Supplied text:
------

The transfer committee, eventually, helped sink Rodgers but he agreed to it.  Source: Sky Sports

The transfer committee, eventually, helped sink Rodgers but he agreed to it. Source: Sky Sports

While I’ve wrote in the past about the benefits of a director of football, it’s too tempting not to have a look into a different style that one team in England has gone with for quite a while, Liverpool’s “transfer committee”.

To summarise what we have been told, a group of higher-ups at the Anfield club write up a shortlist of who they will look to obtain. According to their former manager Brendan Rodgers, this is paraphrasing, if they did not get their top target, they would get one of their 20 or so names on that list.

They would tend to prioritise young players, aiming at 24 or younger, with the view that they could add value to them and if needed, sell them for a profit. Obviously there would be exceptions and the option to veto but every single transfer came through a similar kind of process.

------

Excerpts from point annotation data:
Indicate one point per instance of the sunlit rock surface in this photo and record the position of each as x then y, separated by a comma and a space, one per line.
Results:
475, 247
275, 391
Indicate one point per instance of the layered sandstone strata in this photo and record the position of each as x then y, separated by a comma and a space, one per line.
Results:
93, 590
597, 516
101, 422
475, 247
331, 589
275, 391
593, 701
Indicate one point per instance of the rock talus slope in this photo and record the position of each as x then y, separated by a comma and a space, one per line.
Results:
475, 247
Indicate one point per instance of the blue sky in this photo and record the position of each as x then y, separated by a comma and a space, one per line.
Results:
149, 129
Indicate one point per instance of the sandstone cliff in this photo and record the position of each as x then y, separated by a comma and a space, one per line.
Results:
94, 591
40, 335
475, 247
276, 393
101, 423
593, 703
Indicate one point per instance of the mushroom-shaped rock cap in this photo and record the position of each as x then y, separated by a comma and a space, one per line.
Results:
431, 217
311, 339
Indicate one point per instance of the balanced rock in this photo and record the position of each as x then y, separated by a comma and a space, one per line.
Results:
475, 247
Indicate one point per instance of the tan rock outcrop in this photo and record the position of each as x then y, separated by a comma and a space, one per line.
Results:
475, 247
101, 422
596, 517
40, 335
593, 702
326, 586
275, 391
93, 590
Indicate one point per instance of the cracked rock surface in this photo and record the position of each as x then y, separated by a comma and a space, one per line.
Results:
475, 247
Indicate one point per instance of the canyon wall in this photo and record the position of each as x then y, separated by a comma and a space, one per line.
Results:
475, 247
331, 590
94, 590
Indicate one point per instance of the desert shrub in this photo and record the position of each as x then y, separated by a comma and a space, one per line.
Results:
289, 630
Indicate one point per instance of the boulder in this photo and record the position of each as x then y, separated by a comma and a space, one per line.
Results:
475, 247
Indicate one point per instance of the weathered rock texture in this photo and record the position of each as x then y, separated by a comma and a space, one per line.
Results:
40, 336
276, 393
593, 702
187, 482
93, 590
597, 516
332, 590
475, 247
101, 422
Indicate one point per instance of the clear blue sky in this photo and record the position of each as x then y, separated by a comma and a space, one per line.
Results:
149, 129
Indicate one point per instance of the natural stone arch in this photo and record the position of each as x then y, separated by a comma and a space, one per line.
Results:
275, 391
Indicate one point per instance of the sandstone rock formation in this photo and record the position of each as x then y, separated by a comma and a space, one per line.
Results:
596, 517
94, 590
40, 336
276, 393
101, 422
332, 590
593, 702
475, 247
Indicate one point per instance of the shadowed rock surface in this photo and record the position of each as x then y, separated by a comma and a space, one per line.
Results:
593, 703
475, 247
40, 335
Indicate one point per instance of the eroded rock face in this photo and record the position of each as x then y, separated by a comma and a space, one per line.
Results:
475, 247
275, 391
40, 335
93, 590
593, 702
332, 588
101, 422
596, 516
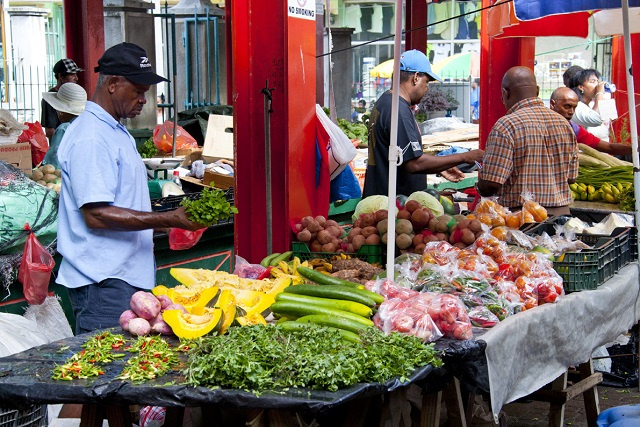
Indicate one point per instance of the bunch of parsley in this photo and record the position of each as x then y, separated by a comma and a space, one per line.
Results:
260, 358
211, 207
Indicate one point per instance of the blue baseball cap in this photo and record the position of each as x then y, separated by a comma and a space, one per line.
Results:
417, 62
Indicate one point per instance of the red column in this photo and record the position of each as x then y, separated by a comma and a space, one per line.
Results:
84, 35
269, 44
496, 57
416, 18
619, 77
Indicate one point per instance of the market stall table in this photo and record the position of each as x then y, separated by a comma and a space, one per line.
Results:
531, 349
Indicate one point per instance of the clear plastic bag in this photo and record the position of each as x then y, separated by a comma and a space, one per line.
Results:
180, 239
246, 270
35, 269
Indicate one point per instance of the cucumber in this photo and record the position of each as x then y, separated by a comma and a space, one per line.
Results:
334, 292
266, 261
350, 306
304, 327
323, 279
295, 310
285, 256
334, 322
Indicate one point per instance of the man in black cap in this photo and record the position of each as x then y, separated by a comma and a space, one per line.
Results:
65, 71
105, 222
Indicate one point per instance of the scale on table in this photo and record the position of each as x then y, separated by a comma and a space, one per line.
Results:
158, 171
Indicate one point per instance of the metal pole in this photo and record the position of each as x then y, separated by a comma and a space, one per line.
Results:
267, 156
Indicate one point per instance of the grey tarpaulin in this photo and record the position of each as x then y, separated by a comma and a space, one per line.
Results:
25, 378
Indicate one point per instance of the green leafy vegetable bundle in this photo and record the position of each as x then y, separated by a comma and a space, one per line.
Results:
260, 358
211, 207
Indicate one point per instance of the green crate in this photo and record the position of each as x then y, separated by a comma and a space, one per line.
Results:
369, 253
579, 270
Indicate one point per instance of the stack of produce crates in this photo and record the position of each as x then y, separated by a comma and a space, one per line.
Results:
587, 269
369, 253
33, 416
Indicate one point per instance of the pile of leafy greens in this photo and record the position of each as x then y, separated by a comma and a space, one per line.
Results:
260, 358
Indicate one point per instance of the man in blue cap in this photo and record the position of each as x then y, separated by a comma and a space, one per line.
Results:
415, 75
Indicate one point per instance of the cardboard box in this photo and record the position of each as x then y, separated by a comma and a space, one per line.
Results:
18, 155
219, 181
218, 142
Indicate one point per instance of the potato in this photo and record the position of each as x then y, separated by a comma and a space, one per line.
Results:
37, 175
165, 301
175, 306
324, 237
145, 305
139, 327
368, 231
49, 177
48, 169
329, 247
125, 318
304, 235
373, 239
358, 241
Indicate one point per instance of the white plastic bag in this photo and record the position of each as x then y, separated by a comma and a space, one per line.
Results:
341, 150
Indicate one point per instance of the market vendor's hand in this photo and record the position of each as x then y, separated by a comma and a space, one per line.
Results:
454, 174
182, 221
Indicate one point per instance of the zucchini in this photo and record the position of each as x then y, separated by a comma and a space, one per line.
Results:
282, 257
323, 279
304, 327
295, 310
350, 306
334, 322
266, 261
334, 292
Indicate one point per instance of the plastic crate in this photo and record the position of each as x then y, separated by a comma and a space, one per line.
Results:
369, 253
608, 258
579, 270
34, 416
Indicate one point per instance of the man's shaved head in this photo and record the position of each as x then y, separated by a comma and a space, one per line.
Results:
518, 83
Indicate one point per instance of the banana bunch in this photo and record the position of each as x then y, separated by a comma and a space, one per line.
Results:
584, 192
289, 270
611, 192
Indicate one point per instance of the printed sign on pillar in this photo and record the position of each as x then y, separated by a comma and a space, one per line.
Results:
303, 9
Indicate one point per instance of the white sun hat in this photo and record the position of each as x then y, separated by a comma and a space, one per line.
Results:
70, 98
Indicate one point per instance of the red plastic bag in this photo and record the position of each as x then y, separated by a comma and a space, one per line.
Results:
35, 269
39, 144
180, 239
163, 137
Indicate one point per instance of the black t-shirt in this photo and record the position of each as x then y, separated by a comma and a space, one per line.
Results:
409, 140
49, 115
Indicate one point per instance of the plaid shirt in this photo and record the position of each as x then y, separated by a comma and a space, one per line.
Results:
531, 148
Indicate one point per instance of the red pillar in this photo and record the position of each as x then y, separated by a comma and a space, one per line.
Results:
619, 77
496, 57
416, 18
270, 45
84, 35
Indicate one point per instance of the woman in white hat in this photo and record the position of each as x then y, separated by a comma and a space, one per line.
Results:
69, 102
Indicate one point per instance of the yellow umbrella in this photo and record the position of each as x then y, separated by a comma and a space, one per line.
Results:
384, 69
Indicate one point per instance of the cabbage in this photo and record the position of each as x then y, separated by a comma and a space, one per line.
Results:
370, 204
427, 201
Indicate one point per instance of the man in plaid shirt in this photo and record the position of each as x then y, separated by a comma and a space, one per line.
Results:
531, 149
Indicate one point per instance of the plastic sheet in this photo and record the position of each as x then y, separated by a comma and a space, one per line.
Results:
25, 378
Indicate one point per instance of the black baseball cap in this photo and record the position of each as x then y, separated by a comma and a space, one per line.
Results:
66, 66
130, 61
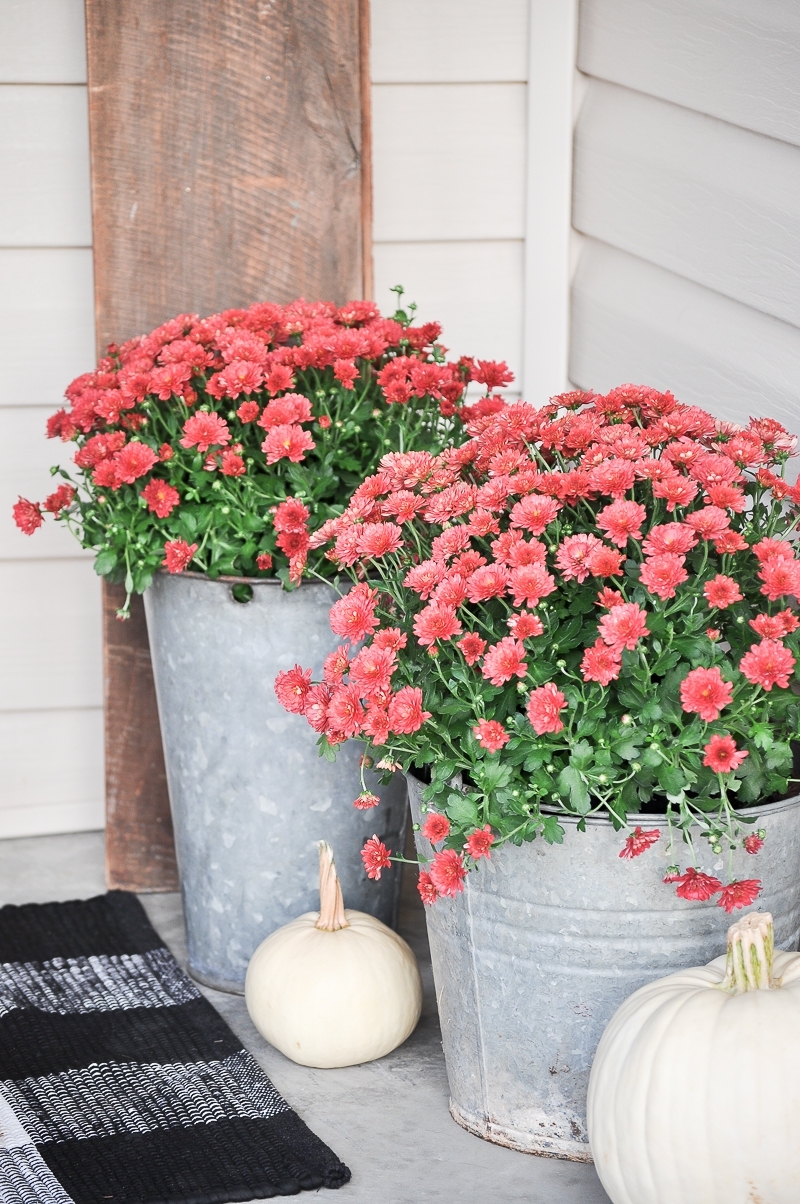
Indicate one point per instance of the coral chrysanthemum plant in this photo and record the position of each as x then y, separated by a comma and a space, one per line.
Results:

------

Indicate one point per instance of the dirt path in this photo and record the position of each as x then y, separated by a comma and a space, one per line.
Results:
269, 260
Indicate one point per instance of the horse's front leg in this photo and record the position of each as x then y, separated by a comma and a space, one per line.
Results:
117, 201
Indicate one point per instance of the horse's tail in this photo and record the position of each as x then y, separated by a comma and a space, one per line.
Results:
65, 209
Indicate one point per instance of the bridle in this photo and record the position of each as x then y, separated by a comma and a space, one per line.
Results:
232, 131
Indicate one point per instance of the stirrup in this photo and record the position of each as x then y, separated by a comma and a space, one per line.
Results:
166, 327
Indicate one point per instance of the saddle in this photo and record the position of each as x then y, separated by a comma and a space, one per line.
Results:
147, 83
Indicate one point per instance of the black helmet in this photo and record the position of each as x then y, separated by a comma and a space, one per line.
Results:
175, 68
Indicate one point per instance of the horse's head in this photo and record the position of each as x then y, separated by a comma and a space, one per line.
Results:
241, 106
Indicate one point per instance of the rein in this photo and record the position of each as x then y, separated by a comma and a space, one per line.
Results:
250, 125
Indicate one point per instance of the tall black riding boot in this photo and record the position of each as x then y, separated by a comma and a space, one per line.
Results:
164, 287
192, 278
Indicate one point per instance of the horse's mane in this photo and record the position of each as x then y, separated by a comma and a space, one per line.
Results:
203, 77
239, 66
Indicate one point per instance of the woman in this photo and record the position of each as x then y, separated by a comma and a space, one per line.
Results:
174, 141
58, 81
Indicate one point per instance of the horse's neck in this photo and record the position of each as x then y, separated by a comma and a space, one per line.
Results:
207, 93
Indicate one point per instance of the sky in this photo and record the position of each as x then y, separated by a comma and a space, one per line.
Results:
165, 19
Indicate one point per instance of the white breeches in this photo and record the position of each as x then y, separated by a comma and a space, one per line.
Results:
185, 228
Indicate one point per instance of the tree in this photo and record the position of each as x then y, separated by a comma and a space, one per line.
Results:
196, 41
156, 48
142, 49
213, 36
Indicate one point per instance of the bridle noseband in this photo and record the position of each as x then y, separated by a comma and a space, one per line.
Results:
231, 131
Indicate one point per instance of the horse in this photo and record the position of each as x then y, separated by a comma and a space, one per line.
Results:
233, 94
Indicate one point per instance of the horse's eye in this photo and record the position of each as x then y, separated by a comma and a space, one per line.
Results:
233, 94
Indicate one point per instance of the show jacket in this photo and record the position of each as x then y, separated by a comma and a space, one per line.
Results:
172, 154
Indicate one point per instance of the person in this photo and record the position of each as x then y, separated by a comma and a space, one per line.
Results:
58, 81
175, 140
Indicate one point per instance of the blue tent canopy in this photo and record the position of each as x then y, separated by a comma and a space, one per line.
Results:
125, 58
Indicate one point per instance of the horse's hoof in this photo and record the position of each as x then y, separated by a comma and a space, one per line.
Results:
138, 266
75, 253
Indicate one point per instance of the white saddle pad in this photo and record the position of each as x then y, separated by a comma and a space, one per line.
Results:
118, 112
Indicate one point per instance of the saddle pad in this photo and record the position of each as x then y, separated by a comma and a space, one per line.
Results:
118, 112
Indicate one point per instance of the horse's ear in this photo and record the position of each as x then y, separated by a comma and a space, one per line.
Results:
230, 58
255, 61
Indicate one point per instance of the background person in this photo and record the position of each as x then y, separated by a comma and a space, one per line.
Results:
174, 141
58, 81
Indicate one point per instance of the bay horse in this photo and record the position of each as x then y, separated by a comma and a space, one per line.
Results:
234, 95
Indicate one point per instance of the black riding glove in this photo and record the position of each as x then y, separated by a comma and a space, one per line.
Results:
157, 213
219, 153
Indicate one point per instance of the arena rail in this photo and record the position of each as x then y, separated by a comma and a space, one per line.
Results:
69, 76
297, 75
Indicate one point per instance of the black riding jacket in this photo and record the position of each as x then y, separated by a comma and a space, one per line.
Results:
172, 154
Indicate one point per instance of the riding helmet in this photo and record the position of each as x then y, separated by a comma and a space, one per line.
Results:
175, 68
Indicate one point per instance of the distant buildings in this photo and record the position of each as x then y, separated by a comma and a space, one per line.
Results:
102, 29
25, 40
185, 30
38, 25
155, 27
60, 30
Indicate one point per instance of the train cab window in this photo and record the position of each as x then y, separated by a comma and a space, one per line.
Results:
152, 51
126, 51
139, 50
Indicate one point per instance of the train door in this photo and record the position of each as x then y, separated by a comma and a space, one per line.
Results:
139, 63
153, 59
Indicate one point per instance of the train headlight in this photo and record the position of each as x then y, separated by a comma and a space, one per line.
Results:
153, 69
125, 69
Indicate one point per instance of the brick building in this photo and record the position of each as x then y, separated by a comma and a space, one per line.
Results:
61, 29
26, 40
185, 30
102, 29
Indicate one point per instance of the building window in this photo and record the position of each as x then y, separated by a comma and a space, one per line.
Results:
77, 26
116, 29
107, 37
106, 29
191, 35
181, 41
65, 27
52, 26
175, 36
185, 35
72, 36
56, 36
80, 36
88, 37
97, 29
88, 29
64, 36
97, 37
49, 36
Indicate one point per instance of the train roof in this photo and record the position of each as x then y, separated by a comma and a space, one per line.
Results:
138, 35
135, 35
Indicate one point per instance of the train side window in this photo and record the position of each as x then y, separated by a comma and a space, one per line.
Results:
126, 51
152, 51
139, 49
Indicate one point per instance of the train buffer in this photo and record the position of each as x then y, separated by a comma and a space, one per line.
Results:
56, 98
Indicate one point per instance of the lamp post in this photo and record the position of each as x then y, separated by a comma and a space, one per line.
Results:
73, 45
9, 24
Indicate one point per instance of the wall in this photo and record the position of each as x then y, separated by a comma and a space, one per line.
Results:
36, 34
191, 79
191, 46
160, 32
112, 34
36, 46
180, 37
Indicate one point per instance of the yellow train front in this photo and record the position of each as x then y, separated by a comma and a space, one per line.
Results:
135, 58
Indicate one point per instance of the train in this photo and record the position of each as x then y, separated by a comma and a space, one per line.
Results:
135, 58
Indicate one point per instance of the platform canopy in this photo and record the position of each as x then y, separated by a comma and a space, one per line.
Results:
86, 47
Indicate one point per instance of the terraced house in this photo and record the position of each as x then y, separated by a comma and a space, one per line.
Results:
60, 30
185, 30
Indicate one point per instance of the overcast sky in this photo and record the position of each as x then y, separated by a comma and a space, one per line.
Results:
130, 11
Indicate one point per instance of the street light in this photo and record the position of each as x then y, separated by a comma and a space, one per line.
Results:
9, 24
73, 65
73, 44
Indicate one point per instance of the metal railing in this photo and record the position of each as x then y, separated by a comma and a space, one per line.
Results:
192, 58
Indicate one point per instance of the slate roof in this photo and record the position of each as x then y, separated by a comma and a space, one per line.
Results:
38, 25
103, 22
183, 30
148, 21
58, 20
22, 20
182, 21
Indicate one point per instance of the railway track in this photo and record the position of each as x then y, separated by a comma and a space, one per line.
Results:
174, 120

------

What is asked: Repeat word for word the part of the Liverpool transfer committee article from "They would tend" up to and including "kind of process.".

Result:
They would tend to prioritise young players, aiming at 24 or younger, with the view that they could add value to them and if needed, sell them for a profit. Obviously there would be exceptions and the option to veto but every single transfer came through a similar kind of process.